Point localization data
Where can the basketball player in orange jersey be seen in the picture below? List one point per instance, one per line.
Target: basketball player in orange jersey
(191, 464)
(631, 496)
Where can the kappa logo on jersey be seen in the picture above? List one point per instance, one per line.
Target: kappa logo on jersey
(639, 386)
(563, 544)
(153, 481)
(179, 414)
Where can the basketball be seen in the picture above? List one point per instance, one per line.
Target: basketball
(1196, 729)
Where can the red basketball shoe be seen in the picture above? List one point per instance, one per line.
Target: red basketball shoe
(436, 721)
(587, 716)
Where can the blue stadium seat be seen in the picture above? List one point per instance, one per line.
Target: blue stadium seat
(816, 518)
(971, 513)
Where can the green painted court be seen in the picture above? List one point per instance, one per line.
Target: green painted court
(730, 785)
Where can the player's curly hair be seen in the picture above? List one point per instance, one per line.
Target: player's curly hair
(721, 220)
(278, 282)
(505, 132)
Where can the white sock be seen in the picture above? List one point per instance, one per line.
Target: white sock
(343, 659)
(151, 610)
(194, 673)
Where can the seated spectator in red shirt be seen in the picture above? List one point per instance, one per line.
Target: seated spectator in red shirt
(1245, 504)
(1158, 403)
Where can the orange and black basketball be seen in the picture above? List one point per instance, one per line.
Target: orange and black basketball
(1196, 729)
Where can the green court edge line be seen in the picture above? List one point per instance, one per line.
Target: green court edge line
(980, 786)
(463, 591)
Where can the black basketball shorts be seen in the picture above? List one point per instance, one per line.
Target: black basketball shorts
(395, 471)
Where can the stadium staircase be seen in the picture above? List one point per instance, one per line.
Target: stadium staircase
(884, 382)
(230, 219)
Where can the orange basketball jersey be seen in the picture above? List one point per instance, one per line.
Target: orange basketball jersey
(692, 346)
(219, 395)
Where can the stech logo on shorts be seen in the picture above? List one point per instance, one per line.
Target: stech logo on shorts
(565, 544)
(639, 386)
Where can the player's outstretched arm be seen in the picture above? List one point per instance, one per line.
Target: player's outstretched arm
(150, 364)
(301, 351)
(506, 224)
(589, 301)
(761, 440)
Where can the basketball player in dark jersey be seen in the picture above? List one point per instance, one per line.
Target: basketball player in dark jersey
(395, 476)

**Prompt**
Your job is to reproduce the data in full, with every line intact.

**Solved problem**
Where can the basketball player in orange jersey be seen in the picture below? List one point per instance, one per line.
Target: basketball player in orange jersey
(191, 464)
(631, 496)
Where can the kappa logo on jersey be seen in the picture above? List one point per instance, one per line.
Target: kappa logo on jersey
(639, 386)
(563, 544)
(153, 481)
(179, 414)
Where can the basketball be seen in the picture above? List one point per instance, one per line.
Target: basketball
(1196, 729)
Where can the red basketball shoe be seen in the picture above? List one point per instance, one per line.
Target: red basketball shoe
(436, 721)
(587, 716)
Where can the blue stadium seat be seen in the picture above? List one point per instance, one per line.
Target: blue stadium seat
(816, 518)
(971, 513)
Where can the green painted court be seen in the picture above? List one point per instance, one per line.
Target: green painted court
(730, 785)
Where can the player's curly hair be seen in the picture above? List one point per instance, one per line.
Target: player's curly hair
(721, 220)
(278, 282)
(505, 132)
Where can the white sock be seen in the picture above? List one point per instance, one per line.
Target: white sock
(343, 659)
(151, 610)
(194, 673)
Where can the seated spectator in red shirt be seen in the picture above? List one point per instance, one per line.
Target: seated spectator in red shirt
(1245, 504)
(1158, 403)
Where can the orange and black basketball be seen in the picture above? List one point per instance, one per line.
Target: orange and black basketball
(1196, 729)
Where can the green court edge line be seen in the picture above? List one point per instance, one per line.
Target: green court edge line
(980, 786)
(463, 591)
Where can the black basketball shorts be seen in the picture above? List one point per instance, one per line.
Target: black basketball shorts
(395, 471)
Where can the stadium staircase be seen in the picture above? List one point per instance, one per line.
Target: stadium staircase
(884, 382)
(230, 219)
Where can the orange basketball jersey be seen in the picture above? List one point per instance, one per line.
Target: orange basketball jersey
(692, 346)
(219, 395)
Where can the stech logo on shorts be seen in the picture above? List one point per instance, one per line.
Target: stech logo on shorts
(565, 544)
(639, 386)
Where can the player's outstretched arm be seen in the picture above? List one point per instance, one per line.
Target: player's outstretched arm
(150, 364)
(301, 351)
(506, 224)
(589, 301)
(761, 440)
Where can the basketball player in dark jersey be seen in the picture above? List one point per instance, one per line.
Target: basketball player in dark jersey
(395, 476)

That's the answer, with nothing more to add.